**The task:**
Gather every line in the material below that contains the word "sink". Case counts, so match uppercase and lowercase letters precisely.

##### Input data #####

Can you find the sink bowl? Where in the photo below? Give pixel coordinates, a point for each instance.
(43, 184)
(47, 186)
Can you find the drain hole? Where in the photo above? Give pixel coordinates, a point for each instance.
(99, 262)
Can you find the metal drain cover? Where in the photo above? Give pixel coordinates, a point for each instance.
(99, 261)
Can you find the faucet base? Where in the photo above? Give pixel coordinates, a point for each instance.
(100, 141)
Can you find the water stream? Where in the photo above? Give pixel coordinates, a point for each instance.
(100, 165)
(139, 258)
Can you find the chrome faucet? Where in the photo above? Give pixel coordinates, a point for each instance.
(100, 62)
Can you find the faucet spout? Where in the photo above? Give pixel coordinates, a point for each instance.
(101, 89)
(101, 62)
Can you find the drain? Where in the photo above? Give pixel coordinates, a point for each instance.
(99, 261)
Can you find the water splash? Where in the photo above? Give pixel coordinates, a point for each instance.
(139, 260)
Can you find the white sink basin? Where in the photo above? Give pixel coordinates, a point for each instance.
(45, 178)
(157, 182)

#####
##### Input data #####

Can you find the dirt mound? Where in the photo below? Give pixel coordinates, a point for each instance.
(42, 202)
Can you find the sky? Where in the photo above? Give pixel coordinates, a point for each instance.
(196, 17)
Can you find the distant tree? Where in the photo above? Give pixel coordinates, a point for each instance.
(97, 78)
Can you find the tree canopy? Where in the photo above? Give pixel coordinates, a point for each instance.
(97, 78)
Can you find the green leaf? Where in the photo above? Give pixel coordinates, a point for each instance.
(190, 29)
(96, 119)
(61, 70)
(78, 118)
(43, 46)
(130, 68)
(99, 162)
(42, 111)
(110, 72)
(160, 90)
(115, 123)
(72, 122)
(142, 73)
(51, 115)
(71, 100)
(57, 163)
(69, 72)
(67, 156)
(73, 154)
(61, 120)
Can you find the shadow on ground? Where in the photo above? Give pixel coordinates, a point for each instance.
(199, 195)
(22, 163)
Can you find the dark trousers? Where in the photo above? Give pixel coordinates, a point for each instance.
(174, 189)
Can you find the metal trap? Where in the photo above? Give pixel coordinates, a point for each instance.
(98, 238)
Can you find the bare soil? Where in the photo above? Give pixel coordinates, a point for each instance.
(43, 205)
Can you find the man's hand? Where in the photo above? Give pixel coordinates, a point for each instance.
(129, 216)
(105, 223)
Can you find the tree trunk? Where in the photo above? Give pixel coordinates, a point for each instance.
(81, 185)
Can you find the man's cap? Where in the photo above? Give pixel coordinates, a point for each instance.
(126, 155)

#####
##### Input data #####

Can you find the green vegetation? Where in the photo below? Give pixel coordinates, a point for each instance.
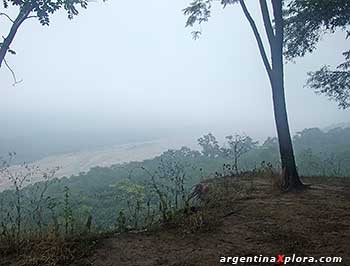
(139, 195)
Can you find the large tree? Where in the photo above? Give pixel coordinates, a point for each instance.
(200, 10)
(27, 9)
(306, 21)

#####

**The reply:**
Can you find the sink bowl? Where in the photo below? Give pixel coordinates, a point for each instance.
Can you find the white sink basin? Where in the photo above? Give pixel coordinates, a point for each instance.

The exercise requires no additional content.